REQUESTS →
[1] In the operator thread below, what equation must an operator satisfy to be called normal?
[2] Transcribe the passage of the operator thread below, starting with "If $(X, \langle" and going on through "spectrum of $T$.".
[3] List each inequality in the aligned display of the operator thread below.

READING TEXT →
####################
If $(X, \langle \cdot, \cdot \rangle)$ is a complex Hilbert-space and $T : X \rightarrow X$ a normal operator, i.e. an operator such that $T T^\ast = T^* T$ then I'd like to show that:
$$\sup_{\Vert x \Vert = 1} \mathrm{Re} \langle x, Tx \rangle = \sup_{\lambda \in \sigma(T)} \mathrm{Re} \lambda$$
where $\sigma (T)$ denotes the spectrum of $T$.
I do not have any idea on how to solve such kinds of problems. Can someone give me a hint on how to tackle this?
Thanks!
Let $\rho = \sup_{\|x\|=1}\Re (Tx,x)$. Suppose $\rho <\Re\lambda$. Then $\Re(Tx,x)\le \rho(x,x)$ for all $x$, and \begin{align} (\Re\lambda-\rho)\|x\|^2 &\le \Re ((\lambda I-T)x,x) \\ (\Re\lambda-\rho)\|x\|^2 &\le \|(\lambda I-T)x\|\|x\| \\ (\Re\lambda-\rho)\|x\| &\le \|(\lambda I-T)x\|. \end{align} Therefore $T-\lambda I$ is injective for $\Re\lambda > \rho$, and the above also implies that the range of $\lambda I -T$ is closed for such $\lambda$. Because $T$ is normal, $\|(T-\lambda I)x\|=\|(T-\lambda I)^{\star}x\|$ for all $x\in X$, which also gives $$ \mathcal{R}(\lambda I-T)=\mathcal{N}((\lambda I-T)^{\star})^{\perp}= \mathcal{N}(\lambda I-T)^{\perp}=X. $$ So $\Re\lambda > \rho$ implies $\lambda\in\rho(T)$, or $$ \sigma(T) \subseteq \{ \lambda \in\mathbb{C} : \Re\lambda \le \sup_{\|x\|=1}(Tx,x)\}. $$ For the opposite inclusion, the spectrum of $\sigma(T)$ is closed and bounded, which gives the existence of $\lambda_0\in\sigma(T)$ for which $\Re\lambda \le \Re\lambda_0$ for all $\lambda\in\sigma(T)$. Any point $\lambda_0\in\sigma(T)$ is either in the point spectrum or the approximate point spectrum of $T$ because $T$ is normal, which gives the existence of a sequence of unit vectors $\{ x_n\}$ such that $\|Tx_n-\lambda_0x_n\|\rightarrow 0$; hence $$ (Tx_n,x_n)=(Tx_n-\lambda_0x_n,x_n)-\lambda_0\rightarrow\lambda_0. $$
####################
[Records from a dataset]
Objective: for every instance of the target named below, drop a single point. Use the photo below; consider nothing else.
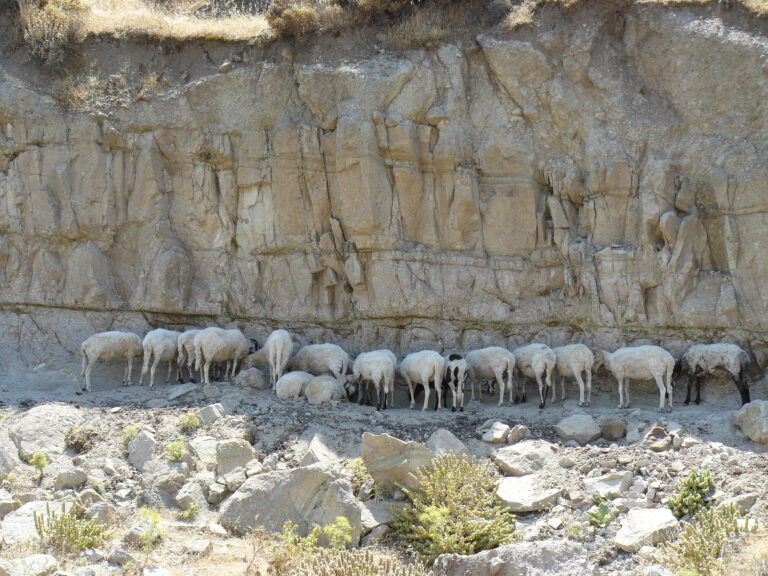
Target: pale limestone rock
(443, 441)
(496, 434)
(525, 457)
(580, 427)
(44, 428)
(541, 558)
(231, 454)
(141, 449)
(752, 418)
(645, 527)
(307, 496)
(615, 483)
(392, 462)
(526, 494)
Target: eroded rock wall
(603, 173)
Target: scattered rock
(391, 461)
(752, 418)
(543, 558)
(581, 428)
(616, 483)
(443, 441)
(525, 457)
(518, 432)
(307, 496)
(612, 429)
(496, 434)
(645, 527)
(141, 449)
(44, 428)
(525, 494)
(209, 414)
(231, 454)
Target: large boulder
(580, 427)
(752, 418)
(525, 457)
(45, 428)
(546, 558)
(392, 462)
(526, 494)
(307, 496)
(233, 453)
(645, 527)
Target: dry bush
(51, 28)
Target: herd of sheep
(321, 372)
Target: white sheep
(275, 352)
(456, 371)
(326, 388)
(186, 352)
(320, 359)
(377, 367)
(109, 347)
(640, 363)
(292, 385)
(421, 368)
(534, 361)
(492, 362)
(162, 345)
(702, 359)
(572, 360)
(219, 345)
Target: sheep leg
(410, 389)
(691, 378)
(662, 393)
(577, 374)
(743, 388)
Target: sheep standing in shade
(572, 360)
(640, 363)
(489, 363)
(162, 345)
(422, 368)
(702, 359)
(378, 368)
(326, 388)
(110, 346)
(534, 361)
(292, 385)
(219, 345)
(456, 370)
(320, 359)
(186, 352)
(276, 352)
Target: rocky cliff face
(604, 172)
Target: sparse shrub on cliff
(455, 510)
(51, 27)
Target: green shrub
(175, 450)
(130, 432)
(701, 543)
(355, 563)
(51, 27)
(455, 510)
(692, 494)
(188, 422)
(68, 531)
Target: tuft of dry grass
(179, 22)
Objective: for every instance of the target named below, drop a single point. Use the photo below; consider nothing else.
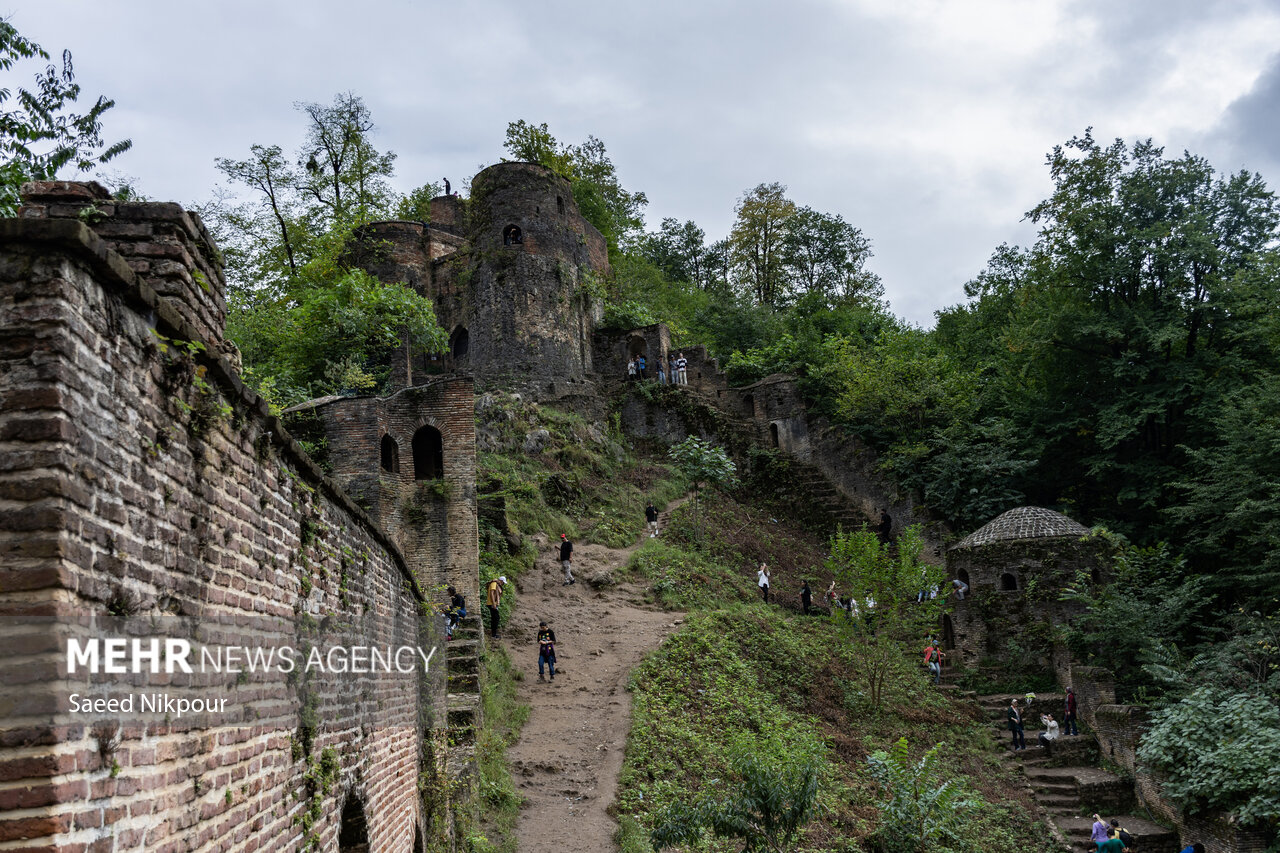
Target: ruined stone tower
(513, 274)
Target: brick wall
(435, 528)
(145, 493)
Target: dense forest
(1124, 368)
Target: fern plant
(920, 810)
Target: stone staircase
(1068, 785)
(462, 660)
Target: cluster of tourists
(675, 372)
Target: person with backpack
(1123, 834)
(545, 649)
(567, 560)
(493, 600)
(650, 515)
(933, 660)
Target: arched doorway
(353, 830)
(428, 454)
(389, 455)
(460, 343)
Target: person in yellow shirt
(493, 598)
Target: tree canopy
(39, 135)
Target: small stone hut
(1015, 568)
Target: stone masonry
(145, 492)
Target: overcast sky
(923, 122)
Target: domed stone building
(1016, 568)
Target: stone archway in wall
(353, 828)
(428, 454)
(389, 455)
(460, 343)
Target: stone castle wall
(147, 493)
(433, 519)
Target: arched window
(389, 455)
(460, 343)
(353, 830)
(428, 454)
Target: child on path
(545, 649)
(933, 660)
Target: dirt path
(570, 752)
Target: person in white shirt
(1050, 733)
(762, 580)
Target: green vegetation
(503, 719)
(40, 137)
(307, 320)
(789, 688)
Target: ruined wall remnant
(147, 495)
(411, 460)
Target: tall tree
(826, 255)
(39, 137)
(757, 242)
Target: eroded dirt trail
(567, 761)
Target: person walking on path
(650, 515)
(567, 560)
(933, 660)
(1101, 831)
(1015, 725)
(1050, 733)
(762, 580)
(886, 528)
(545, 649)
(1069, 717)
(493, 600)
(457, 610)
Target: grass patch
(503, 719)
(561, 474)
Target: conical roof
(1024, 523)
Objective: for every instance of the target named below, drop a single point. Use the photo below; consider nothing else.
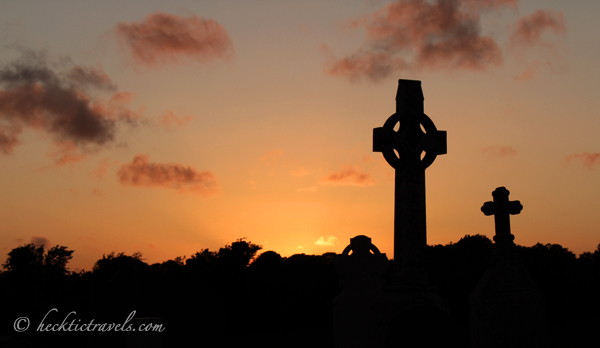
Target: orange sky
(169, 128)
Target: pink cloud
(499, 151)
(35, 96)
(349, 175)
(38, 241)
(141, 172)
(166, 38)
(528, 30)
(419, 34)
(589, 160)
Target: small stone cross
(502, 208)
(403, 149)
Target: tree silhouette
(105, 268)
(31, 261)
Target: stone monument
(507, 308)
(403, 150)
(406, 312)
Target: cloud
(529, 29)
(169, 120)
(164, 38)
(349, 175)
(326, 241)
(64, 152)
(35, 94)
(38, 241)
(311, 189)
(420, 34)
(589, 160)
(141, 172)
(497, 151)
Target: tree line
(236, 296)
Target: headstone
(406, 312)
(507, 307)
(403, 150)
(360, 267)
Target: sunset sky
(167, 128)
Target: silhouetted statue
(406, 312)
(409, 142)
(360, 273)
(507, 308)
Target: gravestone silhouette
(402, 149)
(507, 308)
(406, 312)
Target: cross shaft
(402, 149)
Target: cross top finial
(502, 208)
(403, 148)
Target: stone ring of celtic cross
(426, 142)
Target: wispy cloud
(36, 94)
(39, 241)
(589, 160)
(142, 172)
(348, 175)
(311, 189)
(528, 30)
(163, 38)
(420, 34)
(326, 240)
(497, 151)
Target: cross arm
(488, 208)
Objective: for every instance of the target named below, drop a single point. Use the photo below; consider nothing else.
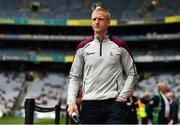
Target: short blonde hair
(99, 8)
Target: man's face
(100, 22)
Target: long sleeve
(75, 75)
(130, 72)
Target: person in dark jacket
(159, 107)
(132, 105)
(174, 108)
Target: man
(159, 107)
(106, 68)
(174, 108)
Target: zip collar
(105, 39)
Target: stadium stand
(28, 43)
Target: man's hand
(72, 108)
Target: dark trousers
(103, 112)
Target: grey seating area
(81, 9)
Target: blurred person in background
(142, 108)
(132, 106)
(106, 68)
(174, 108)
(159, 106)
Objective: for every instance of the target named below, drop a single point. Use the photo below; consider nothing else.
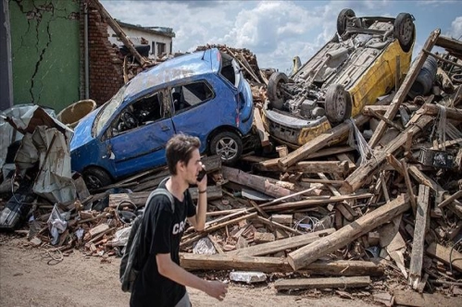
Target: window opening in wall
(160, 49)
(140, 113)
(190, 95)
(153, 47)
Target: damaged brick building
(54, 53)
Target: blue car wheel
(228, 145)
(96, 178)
####################
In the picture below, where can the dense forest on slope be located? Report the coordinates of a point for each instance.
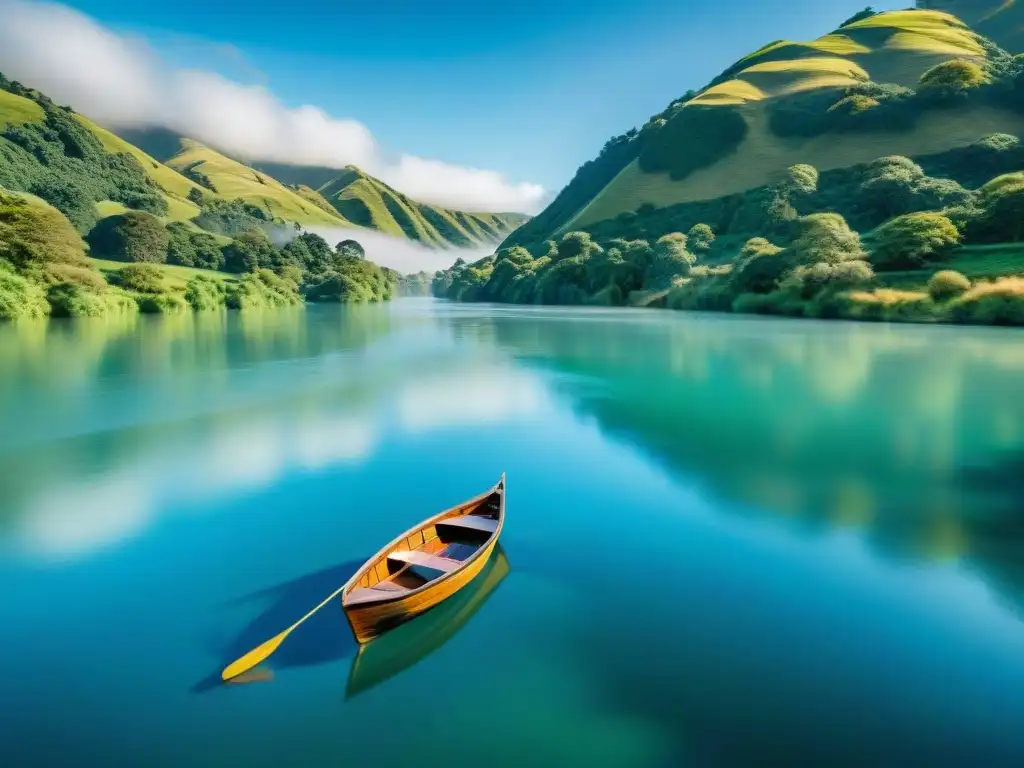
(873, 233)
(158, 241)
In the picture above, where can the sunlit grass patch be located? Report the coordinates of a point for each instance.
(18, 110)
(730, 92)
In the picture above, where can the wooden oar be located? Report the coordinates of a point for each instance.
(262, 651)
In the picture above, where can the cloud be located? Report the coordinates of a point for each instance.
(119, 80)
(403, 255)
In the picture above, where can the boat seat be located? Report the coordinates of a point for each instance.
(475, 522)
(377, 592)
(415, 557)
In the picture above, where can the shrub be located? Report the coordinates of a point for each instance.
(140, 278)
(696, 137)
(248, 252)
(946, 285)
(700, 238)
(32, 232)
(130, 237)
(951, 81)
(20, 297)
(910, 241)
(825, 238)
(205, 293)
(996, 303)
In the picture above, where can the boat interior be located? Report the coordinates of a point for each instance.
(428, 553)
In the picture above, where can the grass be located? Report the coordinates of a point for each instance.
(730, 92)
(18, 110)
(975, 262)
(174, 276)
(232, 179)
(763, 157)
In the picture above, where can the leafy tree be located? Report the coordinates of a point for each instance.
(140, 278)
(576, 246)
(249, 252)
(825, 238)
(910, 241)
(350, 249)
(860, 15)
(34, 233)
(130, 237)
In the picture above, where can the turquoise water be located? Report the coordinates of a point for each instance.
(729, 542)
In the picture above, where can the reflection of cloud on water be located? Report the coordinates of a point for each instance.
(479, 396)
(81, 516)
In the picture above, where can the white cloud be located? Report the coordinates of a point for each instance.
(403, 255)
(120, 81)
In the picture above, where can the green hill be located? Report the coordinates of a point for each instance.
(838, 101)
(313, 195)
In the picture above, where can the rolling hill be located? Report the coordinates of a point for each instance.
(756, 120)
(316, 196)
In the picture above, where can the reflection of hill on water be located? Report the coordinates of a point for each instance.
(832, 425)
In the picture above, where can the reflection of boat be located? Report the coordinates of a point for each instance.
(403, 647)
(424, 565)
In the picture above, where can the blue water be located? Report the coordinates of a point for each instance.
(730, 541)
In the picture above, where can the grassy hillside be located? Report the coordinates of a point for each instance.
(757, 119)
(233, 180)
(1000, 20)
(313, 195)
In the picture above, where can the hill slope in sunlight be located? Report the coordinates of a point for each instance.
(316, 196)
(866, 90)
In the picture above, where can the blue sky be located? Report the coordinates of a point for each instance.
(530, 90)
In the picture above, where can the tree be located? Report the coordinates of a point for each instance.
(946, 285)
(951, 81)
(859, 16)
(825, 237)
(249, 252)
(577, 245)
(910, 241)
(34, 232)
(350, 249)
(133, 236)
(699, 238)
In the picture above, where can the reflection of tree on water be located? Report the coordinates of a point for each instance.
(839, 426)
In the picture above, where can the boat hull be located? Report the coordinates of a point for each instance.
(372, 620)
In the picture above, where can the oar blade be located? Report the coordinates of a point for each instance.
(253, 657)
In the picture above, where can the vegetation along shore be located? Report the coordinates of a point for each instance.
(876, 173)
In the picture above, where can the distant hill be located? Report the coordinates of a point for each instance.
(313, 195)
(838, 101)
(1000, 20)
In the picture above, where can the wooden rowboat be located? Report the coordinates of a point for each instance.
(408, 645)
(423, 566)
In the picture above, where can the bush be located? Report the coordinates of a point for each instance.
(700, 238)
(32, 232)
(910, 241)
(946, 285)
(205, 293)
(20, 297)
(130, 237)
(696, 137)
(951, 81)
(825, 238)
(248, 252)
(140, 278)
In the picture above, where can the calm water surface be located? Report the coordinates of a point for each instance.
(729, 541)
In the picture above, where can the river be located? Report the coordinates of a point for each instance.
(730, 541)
####################
ANSWERS FOR THE EXERCISE →
[1] $T T^\ast = T^\ast T$

[2]
If $(X, \langle \cdot, \cdot \rangle)$ is a complex Hilbert-space and $T : X \rightarrow X$ a normal operator, i.e. an operator such that $T T^\ast = T^* T$ then I'd like to show that:
$$\sup_{\Vert x \Vert = 1} \mathrm{Re} \langle x, Tx \rangle = \sup_{\lambda \in \sigma(T)} \mathrm{Re} \lambda$$
where $\sigma (T)$ denotes the spectrum of $T$.

[3]
$(\Re\lambda-\rho)\|x\|^2 \le \Re ((\lambda I-T)x,x)$
$(\Re\lambda-\rho)\|x\|^2 \le \|(\lambda I-T)x\|\|x\|$
$(\Re\lambda-\rho)\|x\| \le \|(\lambda I-T)x\|$